Input material:
>> START
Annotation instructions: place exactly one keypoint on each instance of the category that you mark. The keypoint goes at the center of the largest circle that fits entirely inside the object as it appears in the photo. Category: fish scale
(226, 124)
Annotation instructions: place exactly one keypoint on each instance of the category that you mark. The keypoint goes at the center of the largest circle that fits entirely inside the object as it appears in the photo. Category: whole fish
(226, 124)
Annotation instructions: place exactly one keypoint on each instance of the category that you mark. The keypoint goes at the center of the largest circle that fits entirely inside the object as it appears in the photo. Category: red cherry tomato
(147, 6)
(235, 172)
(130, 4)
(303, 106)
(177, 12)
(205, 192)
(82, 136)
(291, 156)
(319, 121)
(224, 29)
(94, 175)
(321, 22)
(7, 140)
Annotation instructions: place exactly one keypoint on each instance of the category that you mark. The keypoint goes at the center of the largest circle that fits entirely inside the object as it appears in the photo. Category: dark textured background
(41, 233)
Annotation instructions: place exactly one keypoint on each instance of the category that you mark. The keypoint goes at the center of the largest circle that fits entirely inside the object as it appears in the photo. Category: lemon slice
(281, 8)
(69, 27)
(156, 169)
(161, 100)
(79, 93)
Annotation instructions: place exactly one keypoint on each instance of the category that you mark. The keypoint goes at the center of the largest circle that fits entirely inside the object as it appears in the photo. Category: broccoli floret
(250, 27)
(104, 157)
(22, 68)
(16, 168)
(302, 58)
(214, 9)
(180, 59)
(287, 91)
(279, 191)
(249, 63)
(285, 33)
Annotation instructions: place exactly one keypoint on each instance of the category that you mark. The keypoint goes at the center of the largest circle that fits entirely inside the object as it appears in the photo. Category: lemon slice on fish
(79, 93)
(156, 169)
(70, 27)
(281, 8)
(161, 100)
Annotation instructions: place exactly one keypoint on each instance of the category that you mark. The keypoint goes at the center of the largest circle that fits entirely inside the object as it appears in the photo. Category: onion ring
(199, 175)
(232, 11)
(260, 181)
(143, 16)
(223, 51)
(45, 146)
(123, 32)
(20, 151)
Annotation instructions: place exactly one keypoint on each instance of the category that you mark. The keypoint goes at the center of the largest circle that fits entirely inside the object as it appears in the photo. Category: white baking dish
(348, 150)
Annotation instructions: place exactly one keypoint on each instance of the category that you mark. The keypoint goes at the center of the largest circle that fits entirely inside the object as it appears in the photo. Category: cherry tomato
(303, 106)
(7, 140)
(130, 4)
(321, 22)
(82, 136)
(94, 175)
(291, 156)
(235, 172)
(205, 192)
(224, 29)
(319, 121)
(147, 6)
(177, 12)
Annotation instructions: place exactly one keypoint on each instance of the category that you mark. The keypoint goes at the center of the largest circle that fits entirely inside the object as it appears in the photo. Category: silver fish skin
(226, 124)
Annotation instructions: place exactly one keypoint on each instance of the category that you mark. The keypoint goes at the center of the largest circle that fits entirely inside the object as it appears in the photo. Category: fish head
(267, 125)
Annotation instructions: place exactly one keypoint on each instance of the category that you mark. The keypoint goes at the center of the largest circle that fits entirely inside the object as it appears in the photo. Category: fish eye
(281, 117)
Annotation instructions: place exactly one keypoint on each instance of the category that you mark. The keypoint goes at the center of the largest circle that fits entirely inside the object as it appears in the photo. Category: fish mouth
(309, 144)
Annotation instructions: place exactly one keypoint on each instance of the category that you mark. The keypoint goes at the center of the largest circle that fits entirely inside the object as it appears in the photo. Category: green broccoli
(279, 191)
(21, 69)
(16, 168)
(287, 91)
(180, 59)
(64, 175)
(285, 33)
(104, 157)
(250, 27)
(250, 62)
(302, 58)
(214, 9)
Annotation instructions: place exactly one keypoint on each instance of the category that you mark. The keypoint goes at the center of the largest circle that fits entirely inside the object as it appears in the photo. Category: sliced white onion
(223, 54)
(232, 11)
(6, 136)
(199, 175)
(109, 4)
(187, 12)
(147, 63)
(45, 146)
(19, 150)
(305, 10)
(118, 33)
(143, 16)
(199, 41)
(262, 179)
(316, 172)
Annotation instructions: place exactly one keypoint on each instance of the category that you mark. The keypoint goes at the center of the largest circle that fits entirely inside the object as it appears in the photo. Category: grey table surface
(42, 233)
>> END
Exercise directions:
Extract all of the data shown above and repeat it verbatim.

Written reply:
Annotation instructions: place exactly one keypoint on each instance of the category that you mark. The keypoint goes at the center of the largest circle that fits entirely inside the object as it appears in the photo. Category: fish scale
(226, 124)
Annotation instructions: place exactly one keypoint on each instance of the category that you mark. The keypoint goes at the center of the largest circle that fits entirely inside the object as it appears in the photo. Category: whole fish
(226, 124)
Annotation instructions: place exactly one keypoint on each instance of the category that you mark. The keypoint goes at the center of the largest circle that fits entirely inside the object as it appears in the photo. Category: red cherry tomato
(147, 6)
(235, 172)
(130, 4)
(303, 106)
(177, 12)
(205, 192)
(82, 136)
(291, 156)
(319, 121)
(224, 29)
(94, 175)
(321, 22)
(7, 140)
Annotation instructions: place exactly one keypoint on each instance of the category that you mark. The keypoint goes at the center of the largest circle that fits entirely inside the object as it appears in the photo. Category: dark textured background
(41, 233)
Annotation instructions: place exactly one keypoint on each instance of the category that you mark. The keypoint goes at the center of the largest circle that fits entirely inside the object as it appears in the photo. Category: lemon slice
(281, 8)
(69, 27)
(156, 169)
(161, 100)
(79, 93)
Annotation instructions: place exactly one keypoint on each instance of the category that you mark. The keypoint goes at the center of the largest circle that fits entirely inside the object as it appears in the photo. Category: broccoli floret
(250, 27)
(104, 157)
(22, 68)
(16, 168)
(302, 58)
(214, 9)
(180, 59)
(287, 91)
(279, 191)
(249, 63)
(285, 33)
Annotation instructions: place exactly one keypoint on each instance of the category that you mark. The keypoint goes at the center of the largest circle that fits entirely inside the object as it appears in the photo. Category: lemon slice on fish
(79, 93)
(156, 169)
(70, 27)
(281, 8)
(161, 100)
Annotation instructions: place exactly one keypoint on each instance of the category that you mark. The keypoint goes at the center of the largest circle that fits entirely inside the object as it appears in the photo. Category: onion ring
(199, 175)
(232, 11)
(260, 181)
(143, 16)
(223, 51)
(45, 146)
(123, 32)
(20, 151)
Annotation instructions: place exactly one keypoint on each instance of the category that you mark. The keypoint goes at the center of the largest circle that fits entirely inside the object as it appears in the photo. Category: white baking dish
(348, 150)
Annotation instructions: place exactly one keypoint on each instance of the category that you mark. The keypoint goes at the center of the largest circle that fits entirely inside the object as it appears in the photo. Category: cherry tomato
(303, 106)
(7, 140)
(130, 4)
(321, 22)
(82, 136)
(94, 175)
(291, 156)
(235, 172)
(205, 192)
(224, 29)
(319, 121)
(147, 6)
(177, 12)
Annotation instructions: place exactly one keypoint on each instance of the category that you mark. The keypoint goes at the center of the largest circle that fits entirely inside the object as it appears in the photo. Category: silver fish skin
(226, 124)
Annotation instructions: place exactly one keypoint on each instance of the category that you mark. The keypoint goes at the center of the largest circle that fits entirely inside the object as it appears in the photo. Category: fish head
(267, 125)
Annotation instructions: place exactly one keypoint on each instance of the category that you mark. The keypoint goes at the center of the largest circle that fits entirely inside the object as it appears in the photo. Category: fish eye
(281, 117)
Annotation instructions: place exactly one keypoint on each instance of the category that you mark. The keypoint goes at the center of the largest circle that fits entirely inside the object as it appears in the photo. Category: fish mouth
(309, 144)
Annotation instructions: place exactly one keypoint on each instance of the category that you mark. The keypoint goes at the center of the largest circle that fits entirely inside the object as it appears in the photo. Category: green broccoli
(279, 191)
(21, 69)
(16, 168)
(287, 91)
(180, 59)
(64, 175)
(285, 33)
(104, 157)
(250, 27)
(250, 62)
(302, 58)
(214, 9)
Annotation instructions: place exactly one keypoint on each instance of the category that you mark. The keypoint goes at the center of the largest circle that fits entirely inside the object as it appears in the photo. Category: sliced white onion
(223, 54)
(232, 11)
(6, 136)
(199, 175)
(109, 4)
(187, 12)
(147, 63)
(45, 146)
(19, 150)
(305, 10)
(118, 33)
(143, 16)
(199, 41)
(262, 179)
(316, 172)
Annotation instructions: place exactly one keypoint on each instance of the category that you mark. The keypoint goes at the center of the largest circle that fits entirely inside the object as it appears in the photo. Category: grey table surface
(42, 233)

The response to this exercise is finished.